**Task instructions:** Pick out every line in the rows below that contains the word "driveway", and copy each one. Case counts.

(Dataset rows on where objects appear)
□ □ □ □ □
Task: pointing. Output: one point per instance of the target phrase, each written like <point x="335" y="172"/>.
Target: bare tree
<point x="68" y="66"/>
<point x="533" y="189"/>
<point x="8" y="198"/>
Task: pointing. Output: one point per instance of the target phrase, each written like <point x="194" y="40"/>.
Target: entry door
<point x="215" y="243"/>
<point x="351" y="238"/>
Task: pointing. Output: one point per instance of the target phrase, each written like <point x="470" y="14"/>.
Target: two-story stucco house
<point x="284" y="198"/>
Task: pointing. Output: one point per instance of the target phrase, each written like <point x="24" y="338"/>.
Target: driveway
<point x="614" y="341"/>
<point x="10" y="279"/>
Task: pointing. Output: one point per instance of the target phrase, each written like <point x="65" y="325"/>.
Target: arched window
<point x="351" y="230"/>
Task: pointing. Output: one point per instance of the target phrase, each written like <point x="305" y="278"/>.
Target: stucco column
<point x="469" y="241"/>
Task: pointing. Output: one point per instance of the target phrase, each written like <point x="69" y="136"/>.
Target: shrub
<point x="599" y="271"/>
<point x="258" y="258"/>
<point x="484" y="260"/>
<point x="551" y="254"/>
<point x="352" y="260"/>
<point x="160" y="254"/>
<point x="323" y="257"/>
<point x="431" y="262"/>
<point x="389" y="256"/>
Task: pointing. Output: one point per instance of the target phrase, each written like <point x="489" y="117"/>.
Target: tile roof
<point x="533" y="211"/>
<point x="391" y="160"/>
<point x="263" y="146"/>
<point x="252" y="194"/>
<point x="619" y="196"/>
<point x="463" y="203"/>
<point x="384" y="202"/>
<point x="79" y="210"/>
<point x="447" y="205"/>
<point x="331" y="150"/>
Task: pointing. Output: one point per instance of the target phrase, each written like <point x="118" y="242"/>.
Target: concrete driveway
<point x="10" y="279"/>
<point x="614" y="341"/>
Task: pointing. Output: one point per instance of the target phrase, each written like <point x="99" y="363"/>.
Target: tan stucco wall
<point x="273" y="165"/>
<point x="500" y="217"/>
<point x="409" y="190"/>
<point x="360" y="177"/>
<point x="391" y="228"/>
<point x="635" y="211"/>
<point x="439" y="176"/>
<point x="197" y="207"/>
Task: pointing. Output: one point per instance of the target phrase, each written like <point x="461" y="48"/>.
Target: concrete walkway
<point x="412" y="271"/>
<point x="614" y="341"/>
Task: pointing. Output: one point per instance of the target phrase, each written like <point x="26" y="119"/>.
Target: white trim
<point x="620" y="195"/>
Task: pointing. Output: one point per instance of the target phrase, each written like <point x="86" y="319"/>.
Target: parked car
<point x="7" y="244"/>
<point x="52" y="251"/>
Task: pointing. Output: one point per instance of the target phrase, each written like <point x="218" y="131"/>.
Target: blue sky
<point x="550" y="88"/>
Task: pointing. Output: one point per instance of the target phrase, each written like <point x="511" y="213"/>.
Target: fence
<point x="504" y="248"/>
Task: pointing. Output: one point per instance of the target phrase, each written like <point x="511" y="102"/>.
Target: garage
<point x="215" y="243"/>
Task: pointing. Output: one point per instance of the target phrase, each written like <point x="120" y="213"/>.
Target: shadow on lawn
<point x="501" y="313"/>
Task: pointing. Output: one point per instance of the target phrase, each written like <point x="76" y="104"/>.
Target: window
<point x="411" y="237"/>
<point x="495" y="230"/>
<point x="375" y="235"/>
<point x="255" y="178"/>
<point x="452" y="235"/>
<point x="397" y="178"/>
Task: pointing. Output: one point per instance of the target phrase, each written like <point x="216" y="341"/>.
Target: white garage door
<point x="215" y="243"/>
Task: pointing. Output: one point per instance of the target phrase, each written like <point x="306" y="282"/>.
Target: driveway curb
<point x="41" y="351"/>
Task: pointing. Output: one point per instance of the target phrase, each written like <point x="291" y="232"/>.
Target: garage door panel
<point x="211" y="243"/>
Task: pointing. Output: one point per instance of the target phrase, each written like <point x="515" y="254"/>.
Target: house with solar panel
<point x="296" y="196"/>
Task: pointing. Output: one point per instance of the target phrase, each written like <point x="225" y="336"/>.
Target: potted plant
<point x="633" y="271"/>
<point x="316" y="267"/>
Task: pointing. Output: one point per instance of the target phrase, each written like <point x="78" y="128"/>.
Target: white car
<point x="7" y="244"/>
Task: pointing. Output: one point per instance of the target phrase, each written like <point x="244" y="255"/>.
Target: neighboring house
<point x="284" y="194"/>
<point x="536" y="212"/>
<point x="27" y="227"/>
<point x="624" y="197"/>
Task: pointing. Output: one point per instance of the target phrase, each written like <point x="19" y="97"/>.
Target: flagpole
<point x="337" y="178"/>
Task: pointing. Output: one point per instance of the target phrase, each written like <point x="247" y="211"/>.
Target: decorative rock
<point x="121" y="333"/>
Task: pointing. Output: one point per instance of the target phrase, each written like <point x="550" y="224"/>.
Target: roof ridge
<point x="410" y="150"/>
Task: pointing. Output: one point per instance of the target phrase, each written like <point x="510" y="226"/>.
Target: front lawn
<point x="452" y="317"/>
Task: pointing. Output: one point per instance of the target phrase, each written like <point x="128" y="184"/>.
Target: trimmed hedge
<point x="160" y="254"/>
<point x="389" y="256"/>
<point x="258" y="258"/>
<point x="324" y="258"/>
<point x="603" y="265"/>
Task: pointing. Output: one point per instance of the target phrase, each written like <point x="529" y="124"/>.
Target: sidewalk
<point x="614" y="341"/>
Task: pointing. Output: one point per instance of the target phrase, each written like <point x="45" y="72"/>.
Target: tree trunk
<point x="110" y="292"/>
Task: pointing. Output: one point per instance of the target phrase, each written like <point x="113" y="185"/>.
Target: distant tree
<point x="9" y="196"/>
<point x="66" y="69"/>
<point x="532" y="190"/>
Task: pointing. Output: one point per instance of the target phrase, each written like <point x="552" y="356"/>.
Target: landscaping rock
□ □ □ □ □
**Exercise response:**
Target: driveway
Target: concrete driveway
Target: driveway curb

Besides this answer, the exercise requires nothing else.